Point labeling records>

....

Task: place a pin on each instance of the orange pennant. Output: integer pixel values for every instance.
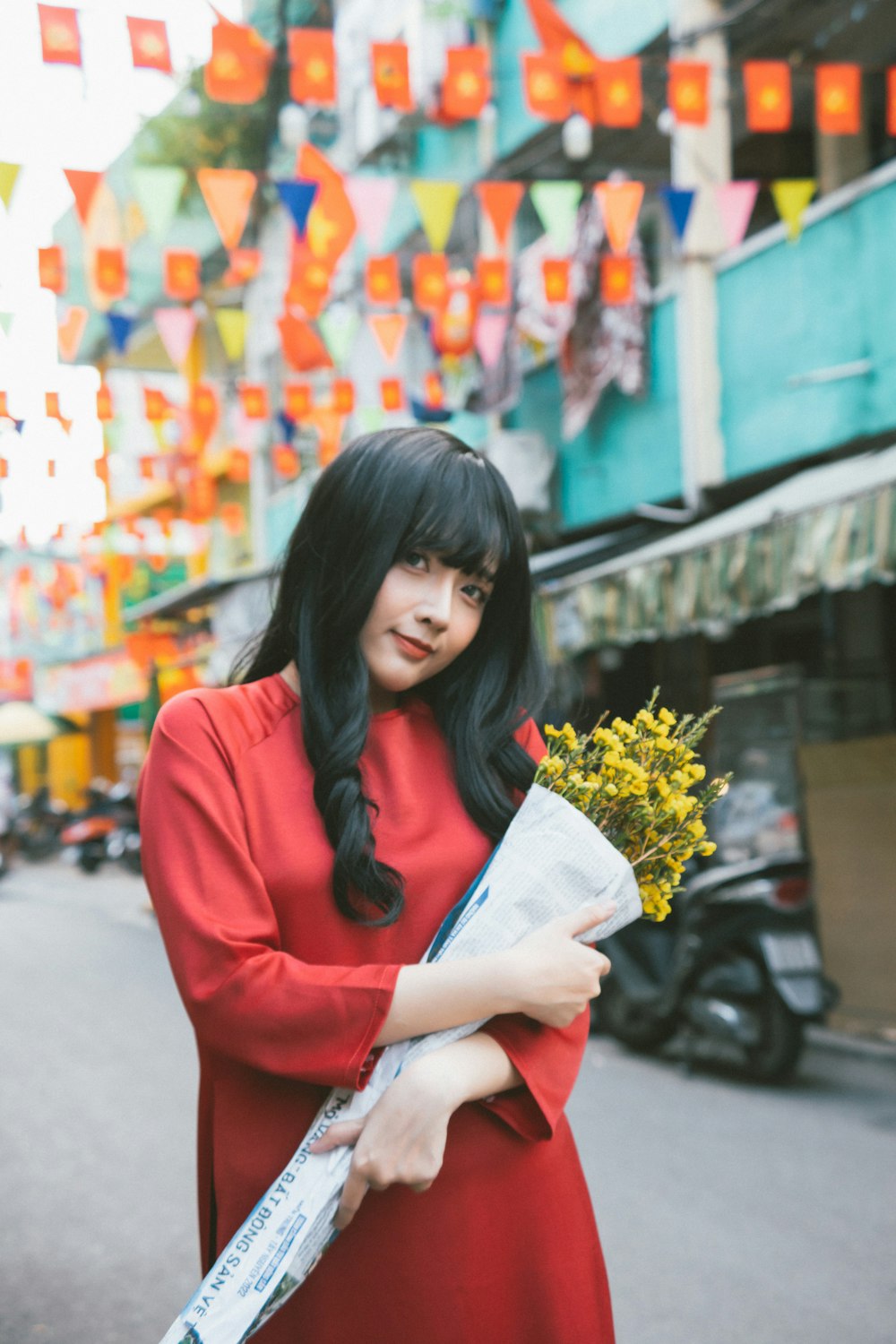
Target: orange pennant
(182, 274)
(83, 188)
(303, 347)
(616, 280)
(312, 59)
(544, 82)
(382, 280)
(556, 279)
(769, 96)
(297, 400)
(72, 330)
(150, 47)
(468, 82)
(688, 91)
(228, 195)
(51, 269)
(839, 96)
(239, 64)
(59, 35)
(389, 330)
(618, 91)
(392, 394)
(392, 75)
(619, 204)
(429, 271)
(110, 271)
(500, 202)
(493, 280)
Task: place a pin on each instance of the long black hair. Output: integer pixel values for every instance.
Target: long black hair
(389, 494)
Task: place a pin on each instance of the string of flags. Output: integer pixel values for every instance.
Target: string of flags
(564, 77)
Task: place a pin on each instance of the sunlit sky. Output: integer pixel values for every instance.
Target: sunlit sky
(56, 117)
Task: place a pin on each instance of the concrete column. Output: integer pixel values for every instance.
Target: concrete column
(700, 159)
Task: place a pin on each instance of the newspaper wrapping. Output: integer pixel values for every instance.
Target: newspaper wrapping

....

Goal of the exercise> Give the records above as a Markdown table with two columns, Row and Line, putting each non-blank line in its own numbered row. Leave the pictures out of the table.

Exercise answer>
| Row | Line |
|---|---|
| 1 | Task: place a pin on each instance of the orange pennant. Output: integer pixel values for every instance. |
| 2 | Target: orange pennant |
| 3 | (182, 274) |
| 4 | (83, 188) |
| 5 | (303, 347) |
| 6 | (616, 280) |
| 7 | (312, 59) |
| 8 | (544, 82) |
| 9 | (382, 280) |
| 10 | (556, 279) |
| 11 | (769, 96) |
| 12 | (297, 400) |
| 13 | (72, 330) |
| 14 | (150, 47) |
| 15 | (468, 82) |
| 16 | (688, 91) |
| 17 | (228, 195) |
| 18 | (51, 269) |
| 19 | (839, 96) |
| 20 | (239, 64) |
| 21 | (59, 35) |
| 22 | (389, 330) |
| 23 | (618, 91) |
| 24 | (392, 394) |
| 25 | (392, 75) |
| 26 | (619, 204) |
| 27 | (429, 271) |
| 28 | (110, 271) |
| 29 | (500, 202) |
| 30 | (493, 280) |
| 31 | Task: place a pin on each instance of the long black hair. Output: integer pixel values for every instance. |
| 32 | Target: long black hair |
| 33 | (389, 494) |
| 34 | Task: place a pin on each instance of the string of flags. Output: integer pixel values for every instance. |
| 35 | Target: string of flags |
| 36 | (564, 77) |
| 37 | Task: place a pin on each instance of the sunlit sky. Output: integer pixel values for every instance. |
| 38 | Target: sunlit sky |
| 39 | (56, 117) |
| 40 | Task: place a pin on each instance of the concrete column. Output: integer pixel values for every instance. |
| 41 | Target: concrete column |
| 42 | (700, 159) |
| 43 | Task: place a pin on each instance of the newspaper wrapping. Output: integer pixel values for every instance. |
| 44 | Target: newspaper wrapping |